**Goal of the exercise**
Can you return the lines of the records verbatim, starting at the line that contains "clear glass mug" and ending at the line that contains "233), (487, 241)]", with both of those lines included and nothing else?

——————————

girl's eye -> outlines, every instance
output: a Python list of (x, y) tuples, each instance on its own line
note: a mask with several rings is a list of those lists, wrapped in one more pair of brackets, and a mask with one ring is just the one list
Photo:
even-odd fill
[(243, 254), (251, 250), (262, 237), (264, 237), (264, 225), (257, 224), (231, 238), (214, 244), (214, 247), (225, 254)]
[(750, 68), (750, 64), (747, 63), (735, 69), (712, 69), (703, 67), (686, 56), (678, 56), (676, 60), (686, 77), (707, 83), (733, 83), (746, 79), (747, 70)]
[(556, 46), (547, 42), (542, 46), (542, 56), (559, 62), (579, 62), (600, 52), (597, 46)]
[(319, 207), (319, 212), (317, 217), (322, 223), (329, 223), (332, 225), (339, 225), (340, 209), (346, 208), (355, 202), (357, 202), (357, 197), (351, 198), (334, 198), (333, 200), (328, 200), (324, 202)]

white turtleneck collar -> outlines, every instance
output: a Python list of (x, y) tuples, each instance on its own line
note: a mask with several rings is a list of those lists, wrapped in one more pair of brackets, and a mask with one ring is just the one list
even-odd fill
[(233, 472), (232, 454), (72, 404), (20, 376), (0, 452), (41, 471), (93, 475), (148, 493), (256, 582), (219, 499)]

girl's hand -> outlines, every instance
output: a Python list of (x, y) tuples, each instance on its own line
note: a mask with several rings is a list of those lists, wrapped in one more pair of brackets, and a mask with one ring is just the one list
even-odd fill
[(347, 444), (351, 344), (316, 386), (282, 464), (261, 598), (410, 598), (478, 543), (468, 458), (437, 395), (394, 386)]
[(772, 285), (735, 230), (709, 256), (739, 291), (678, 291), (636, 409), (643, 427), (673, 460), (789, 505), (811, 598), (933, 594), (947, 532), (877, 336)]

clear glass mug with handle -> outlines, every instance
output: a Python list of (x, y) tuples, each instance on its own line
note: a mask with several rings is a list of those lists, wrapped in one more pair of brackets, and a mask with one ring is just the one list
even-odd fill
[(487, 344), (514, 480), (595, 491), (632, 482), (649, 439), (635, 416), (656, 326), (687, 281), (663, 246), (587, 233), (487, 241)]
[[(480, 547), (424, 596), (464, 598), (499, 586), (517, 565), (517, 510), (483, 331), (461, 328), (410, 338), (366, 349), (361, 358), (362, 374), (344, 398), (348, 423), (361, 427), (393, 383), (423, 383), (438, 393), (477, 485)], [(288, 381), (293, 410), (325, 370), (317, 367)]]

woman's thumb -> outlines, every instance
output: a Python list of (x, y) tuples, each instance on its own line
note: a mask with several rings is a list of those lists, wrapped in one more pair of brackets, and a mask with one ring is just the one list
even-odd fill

——————————

**Final result**
clear glass mug with handle -> outlines, every instance
output: a Python list of (x, y) tuples, each instance on its own line
note: a mask with several rings is a list of those lists, wrapped in one more pair of brackets, and a mask with one ring is just the one list
even-odd fill
[(487, 344), (514, 480), (595, 491), (632, 482), (649, 439), (635, 416), (656, 326), (687, 281), (663, 246), (587, 233), (487, 241)]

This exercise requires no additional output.